The passage on multi-gather simultaneous inversion below names the quantities whose logarithms are arranged into a long column vector. List all of them.

Text to read:
----------------------------------------

By using the multi-gather simultaneous inversion, the initial objective function is established by following steps. In our method, Si (i = 1, 2 … N) represents the ith pre-stack gather, which can be seen from Fig. 1.

We arrange each gather to a column vector. ${\mathit{\boldsymbol{\tilde S}}_i}$ is a column vector obtained from the gather Si. This process can be expressed as ${\mathit{\boldsymbol{\tilde S}}_i} = {\rm{vec}}({\mathit{\boldsymbol{S}}_i})$. vec() represents an operation to arrange a pre-stack gather into a column vector. We get the data vector d through arrange ${\mathit{\boldsymbol{\tilde S}}_i}(i = 1, \; 2, \; \cdots N)$ into a long column vector. This can be expressed as $\mathit{\boldsymbol{d}} = {\left[ {\begin{array}{*{20}{c}} {{{\mathit{\boldsymbol{\tilde S}}}_1}} & {{{\mathit{\boldsymbol{\tilde S}}}_2}} & \cdots & {{{\mathit{\boldsymbol{\tilde S}}}_N}} \end{array}} \right]^{\rm{T}}}.$ Similarly, to meet the requirement of multi-gather simultaneous inversion, we should arrange the logarithm of YM, PR and density to a long column vector. Let ${\mathit{\boldsymbol{L}}_i}(i = 1, \; 2, \; \cdots N)$ be the logarithm of YM, PR and density about ith gather, Li can be written as ${\mathit{\boldsymbol{L}}_i} = {\left[ {{{\rm{L}}_{i, \; E}}\; {\mathit{\boldsymbol{L}}_{i, \; \sigma }}\; {\mathit{\boldsymbol{L}}_{i, \; \rho }}} \right]^{\rm{T}}}$. Then the model parameter vector m can be written as $\mathit{\boldsymbol{m}} = {\left[ {\begin{array}{*{20}{c}} {{\mathit{\boldsymbol{L}}_1}} & {{\mathit{\boldsymbol{L}}_2}} & \cdots & {{\mathit{\boldsymbol{L}}_N}} \end{array}} \right]^{\rm{T}}}$.

----------------------------------------

Stored data entries
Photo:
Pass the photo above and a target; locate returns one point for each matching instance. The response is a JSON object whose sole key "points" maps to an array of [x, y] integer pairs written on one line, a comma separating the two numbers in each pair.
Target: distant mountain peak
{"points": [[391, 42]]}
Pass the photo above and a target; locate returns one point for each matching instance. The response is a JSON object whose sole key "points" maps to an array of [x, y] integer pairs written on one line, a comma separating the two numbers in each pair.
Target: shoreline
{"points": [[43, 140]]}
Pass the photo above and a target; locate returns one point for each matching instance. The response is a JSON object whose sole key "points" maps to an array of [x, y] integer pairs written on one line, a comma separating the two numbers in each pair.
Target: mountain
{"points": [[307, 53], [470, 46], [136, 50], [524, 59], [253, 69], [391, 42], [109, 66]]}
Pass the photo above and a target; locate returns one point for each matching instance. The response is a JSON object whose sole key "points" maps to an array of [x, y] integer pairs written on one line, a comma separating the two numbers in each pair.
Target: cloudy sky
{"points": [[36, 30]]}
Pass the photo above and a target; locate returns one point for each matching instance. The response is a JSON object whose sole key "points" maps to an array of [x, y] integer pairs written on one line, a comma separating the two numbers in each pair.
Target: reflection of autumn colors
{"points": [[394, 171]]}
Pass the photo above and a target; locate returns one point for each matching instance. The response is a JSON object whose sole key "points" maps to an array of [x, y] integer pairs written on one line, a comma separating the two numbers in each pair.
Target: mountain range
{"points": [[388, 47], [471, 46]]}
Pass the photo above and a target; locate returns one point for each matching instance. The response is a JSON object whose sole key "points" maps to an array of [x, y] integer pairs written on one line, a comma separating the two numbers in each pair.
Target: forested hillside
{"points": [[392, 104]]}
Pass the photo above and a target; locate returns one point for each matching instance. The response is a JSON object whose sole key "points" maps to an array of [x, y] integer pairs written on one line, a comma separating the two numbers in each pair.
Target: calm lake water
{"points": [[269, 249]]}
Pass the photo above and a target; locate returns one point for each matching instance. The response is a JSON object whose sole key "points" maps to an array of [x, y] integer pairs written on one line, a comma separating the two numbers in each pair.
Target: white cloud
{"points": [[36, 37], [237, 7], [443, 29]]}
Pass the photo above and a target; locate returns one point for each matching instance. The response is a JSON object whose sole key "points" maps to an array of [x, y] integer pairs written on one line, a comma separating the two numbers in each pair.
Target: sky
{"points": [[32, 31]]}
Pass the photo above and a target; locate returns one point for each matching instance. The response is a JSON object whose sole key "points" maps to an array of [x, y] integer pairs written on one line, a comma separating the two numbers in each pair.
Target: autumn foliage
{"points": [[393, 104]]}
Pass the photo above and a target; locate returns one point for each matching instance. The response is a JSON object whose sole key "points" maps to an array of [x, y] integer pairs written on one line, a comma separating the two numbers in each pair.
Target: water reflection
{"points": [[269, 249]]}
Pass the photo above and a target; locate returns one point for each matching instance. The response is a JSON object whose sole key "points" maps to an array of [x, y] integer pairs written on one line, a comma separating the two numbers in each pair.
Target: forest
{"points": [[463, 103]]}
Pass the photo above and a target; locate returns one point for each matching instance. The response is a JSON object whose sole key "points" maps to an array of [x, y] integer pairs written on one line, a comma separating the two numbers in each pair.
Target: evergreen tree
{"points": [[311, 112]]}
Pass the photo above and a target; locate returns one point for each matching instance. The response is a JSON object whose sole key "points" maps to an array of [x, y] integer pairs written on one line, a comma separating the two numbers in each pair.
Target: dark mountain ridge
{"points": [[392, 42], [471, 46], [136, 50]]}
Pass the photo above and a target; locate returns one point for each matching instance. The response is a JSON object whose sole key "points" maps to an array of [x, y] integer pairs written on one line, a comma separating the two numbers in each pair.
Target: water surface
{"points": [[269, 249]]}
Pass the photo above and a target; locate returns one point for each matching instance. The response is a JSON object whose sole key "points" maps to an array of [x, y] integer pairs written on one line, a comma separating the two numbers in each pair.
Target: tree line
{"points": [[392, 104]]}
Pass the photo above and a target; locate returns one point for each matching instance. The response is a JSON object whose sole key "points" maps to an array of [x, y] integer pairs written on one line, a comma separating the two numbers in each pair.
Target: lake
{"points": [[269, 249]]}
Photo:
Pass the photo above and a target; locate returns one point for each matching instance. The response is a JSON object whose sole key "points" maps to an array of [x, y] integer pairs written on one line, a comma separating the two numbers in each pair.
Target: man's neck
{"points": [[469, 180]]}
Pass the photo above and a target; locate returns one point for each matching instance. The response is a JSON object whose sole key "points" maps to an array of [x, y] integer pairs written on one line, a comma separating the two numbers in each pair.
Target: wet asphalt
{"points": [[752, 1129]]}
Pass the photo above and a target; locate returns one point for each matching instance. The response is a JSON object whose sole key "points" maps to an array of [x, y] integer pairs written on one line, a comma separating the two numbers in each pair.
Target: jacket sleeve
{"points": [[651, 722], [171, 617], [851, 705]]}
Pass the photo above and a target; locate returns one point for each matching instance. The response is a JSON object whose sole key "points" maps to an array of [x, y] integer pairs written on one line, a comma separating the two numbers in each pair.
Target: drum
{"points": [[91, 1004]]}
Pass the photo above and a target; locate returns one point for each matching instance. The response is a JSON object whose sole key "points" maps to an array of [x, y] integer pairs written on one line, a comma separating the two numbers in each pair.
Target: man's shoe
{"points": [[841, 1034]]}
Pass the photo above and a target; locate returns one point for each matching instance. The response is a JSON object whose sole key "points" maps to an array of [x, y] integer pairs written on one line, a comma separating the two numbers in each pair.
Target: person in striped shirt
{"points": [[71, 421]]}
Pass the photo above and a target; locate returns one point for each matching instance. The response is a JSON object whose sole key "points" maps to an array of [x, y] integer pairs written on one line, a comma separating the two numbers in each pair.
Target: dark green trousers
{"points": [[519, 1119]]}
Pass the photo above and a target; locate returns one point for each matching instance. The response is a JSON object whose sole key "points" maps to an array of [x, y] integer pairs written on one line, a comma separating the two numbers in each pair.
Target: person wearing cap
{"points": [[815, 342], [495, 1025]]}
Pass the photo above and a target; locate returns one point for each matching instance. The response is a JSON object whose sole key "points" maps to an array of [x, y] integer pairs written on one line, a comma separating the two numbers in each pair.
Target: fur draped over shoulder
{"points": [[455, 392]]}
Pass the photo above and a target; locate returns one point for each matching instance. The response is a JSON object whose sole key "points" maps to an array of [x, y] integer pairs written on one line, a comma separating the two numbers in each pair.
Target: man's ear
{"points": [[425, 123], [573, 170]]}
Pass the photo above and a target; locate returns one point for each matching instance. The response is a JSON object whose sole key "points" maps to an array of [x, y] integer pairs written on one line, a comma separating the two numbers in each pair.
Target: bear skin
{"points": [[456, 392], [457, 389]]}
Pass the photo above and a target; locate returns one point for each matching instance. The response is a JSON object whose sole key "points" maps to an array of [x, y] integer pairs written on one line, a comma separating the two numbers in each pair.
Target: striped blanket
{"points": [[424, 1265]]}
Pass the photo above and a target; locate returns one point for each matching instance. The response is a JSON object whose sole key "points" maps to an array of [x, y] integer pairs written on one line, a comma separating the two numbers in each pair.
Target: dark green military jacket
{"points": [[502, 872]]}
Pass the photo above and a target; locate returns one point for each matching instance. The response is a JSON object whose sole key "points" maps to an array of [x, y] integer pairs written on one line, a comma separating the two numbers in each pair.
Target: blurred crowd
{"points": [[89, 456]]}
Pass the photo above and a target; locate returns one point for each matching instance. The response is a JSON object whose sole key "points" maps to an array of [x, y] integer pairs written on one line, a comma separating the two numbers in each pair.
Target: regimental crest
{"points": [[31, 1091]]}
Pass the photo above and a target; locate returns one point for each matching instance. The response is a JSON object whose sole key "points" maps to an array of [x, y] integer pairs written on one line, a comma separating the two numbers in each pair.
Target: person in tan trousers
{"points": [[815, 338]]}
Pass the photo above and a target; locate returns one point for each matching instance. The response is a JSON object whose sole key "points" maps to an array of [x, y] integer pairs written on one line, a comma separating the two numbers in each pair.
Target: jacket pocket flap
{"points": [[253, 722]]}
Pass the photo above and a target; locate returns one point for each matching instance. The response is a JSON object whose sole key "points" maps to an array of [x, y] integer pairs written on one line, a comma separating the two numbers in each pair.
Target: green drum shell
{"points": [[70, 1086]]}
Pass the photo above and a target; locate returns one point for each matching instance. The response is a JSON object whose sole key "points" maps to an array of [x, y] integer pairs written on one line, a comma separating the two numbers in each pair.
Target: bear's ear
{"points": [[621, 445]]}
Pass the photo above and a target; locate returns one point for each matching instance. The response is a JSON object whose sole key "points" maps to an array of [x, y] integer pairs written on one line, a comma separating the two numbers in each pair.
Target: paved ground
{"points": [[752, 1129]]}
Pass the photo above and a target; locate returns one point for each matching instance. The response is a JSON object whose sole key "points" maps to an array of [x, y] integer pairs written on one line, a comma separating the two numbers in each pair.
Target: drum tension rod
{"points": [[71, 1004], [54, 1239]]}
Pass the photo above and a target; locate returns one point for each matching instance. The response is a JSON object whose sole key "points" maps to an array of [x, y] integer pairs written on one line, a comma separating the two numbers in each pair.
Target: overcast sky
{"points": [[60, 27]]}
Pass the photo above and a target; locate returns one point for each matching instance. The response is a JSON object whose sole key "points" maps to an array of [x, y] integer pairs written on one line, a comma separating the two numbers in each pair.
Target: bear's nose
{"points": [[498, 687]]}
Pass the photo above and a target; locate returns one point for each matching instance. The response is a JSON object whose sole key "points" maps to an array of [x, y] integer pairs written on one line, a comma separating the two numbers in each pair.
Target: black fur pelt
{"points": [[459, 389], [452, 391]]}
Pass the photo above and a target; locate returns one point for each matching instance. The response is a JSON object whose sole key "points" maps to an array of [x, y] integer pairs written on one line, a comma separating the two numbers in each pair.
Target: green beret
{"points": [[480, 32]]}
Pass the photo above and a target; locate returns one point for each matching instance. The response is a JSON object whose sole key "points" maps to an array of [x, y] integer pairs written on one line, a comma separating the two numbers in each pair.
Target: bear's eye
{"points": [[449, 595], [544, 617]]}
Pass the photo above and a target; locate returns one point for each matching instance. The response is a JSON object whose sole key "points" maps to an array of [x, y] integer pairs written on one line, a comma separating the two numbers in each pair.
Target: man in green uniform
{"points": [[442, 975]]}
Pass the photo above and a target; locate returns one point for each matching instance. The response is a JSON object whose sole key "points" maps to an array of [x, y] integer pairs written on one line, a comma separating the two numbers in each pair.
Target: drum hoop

----------------------------------------

Task result: YM, PR and density.